» Written request: Type every record exactly as it appears.

» Records provided:
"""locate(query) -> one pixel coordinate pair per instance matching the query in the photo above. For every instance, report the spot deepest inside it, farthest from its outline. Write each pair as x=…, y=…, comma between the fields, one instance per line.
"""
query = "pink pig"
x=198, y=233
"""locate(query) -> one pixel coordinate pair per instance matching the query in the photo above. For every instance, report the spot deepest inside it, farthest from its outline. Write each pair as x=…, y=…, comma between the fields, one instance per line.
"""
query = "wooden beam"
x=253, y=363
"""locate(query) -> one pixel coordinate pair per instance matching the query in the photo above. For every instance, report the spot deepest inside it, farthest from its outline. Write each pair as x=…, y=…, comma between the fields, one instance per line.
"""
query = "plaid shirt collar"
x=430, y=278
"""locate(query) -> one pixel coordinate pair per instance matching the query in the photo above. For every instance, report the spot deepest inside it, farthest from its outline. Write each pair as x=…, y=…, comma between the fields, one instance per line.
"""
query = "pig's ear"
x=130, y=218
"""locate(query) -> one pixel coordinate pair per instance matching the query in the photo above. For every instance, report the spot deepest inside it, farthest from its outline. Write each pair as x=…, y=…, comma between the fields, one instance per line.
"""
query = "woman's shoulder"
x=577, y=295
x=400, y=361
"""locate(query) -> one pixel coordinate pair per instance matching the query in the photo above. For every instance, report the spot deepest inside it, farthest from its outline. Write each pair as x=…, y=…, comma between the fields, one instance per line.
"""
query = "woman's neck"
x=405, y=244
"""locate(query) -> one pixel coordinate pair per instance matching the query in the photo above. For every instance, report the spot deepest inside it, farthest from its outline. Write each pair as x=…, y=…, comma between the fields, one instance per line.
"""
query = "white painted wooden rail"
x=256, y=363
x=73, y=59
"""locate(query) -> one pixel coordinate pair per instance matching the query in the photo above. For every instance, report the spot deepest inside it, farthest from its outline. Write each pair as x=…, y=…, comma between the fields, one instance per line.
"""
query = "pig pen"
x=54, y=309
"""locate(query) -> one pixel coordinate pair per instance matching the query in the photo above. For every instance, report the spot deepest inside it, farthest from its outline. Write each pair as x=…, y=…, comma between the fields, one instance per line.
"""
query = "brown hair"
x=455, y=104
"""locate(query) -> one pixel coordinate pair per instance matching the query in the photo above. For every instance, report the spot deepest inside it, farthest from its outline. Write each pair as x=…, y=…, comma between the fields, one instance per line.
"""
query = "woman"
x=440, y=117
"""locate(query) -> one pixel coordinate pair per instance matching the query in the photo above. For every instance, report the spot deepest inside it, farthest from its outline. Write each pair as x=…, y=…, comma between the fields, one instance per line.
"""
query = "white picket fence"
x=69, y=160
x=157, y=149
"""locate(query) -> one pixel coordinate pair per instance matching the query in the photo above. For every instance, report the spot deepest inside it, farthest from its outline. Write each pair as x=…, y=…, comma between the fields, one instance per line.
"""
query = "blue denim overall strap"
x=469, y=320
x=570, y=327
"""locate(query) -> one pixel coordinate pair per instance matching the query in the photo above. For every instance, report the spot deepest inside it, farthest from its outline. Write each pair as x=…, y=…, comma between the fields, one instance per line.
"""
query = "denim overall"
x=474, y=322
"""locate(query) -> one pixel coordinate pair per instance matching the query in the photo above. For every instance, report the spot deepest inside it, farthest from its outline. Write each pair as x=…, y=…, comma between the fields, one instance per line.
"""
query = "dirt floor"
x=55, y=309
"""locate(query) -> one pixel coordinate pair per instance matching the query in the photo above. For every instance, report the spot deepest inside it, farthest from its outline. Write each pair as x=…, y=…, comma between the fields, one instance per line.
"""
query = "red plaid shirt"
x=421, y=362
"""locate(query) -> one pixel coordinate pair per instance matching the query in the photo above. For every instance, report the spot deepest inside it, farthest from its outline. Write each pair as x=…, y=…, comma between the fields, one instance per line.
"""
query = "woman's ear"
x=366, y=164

» Written response:
"""locate(query) -> one pixel coordinate pair per instance matching the query in the photo above. For every instance, report the spot deepest inside it, farthest from its outline. Write each pair as x=…, y=…, comma between the fields, one instance per line.
"""
query = "pink pig"
x=198, y=233
"""locate(query) -> one pixel coordinate pair per instance matching the query in the photo above. For every instance, report the spot deepest inside it, farthest from its outline. Write each pair as x=…, y=…, comma between the fields, one instance per line.
"""
query = "wooden beam"
x=253, y=363
"""locate(query) -> one pixel coordinate pair per instance matching the query in the photo above. For every instance, report the spot deepest inside it, farthest from its outline. Write each pair as x=…, y=…, comma between the fields, one instance per line.
"""
query = "plaid shirt collar"
x=430, y=278
"""locate(query) -> one pixel coordinate pair per instance matching the query in the photo above. For every instance, report the spot deepest inside it, farthest from its outline. Write each pair as x=…, y=…, comma between the fields, one instance per line.
"""
query = "pig's ear"
x=130, y=218
"""locate(query) -> one pixel coordinate pair per instance matching the query in the photo above. For every instance, report the spot deepest inside it, farthest from its outline. Write each pair as x=…, y=…, comma between the fields, one instance per line.
"""
query = "woman's shoulder"
x=577, y=295
x=400, y=361
"""locate(query) -> one pixel coordinate pair per instance matching the query in the photo above. For every instance, report the spot deepest inside it, farthest from its outline. Write each pair as x=…, y=…, comma between the fields, one instance per line.
"""
query = "woman's neck"
x=405, y=244
"""locate(query) -> one pixel coordinate pair per instance matching the query in the photo above. For every instance, report the spot deepest inside it, farthest from its outline. Write each pair as x=…, y=…, comma between the fields, one instance per line.
"""
query = "white painted wooden rail"
x=256, y=363
x=73, y=59
"""locate(query) -> one pixel coordinate pair per instance matching the query in the photo above. For every instance, report the spot deepest inside it, farthest from its outline. Write each pair as x=…, y=…, comma between the fields, one instance per line.
"""
query = "pig pen"
x=54, y=309
"""locate(query) -> one pixel coordinate pair per instance matching the query in the photo above. For every instance, report the spot deepest inside it, farthest from its outline. Write each pair as x=…, y=…, comma between the fields, one instance per line.
"""
query = "brown hair"
x=455, y=104
"""locate(query) -> one pixel coordinate pair per instance matching the query in the photo above. For every instance, report the spot deepest inside it, farthest from its outline. Write each pair as x=…, y=…, comma between the fields, one instance per line.
"""
query = "woman"
x=440, y=117
"""locate(query) -> one pixel coordinate pair per instance matching the query in the photo above. For every instance, report the spot deepest inside it, farthest from its outline. Write each pair as x=…, y=…, comma between the fields, one instance per line.
"""
query = "white picket fence"
x=69, y=160
x=157, y=149
"""locate(query) -> one pixel coordinate pair per instance matching the query in the photo above. For every instance, report the spot deepest inside it, farthest from its outline. Write each pair as x=…, y=…, comma between the fields, one instance per line.
"""
query = "blue denim overall strap"
x=469, y=320
x=570, y=327
"""locate(query) -> one pixel coordinate pair per instance matching the query in the photo above. For every instance, report the spot deepest inside it, farthest from its outline. Write each pair as x=…, y=…, comma between the fields, one instance per line.
"""
query = "denim overall"
x=474, y=322
"""locate(query) -> one pixel coordinate pair per instance matching the query in the photo above. For every instance, report the spot deepest inside it, farthest from its outline. Write each pair as x=…, y=…, comma between the fields, one instance per line.
"""
query = "dirt floor"
x=55, y=309
"""locate(query) -> one pixel coordinate pair per instance matching the query in the photo above. For every instance, report the spot deepest inside it, farthest from its outline. Write each pair as x=…, y=…, comma between the fields, one instance per line.
"""
query = "red plaid shirt"
x=421, y=362
"""locate(query) -> one pixel coordinate pair per instance matching the query in the photo above. For every instance, report the spot deepest inside it, farthest from its outline. Write each pair as x=…, y=…, comma between the fields, one instance per line.
"""
query = "woman's ear"
x=366, y=164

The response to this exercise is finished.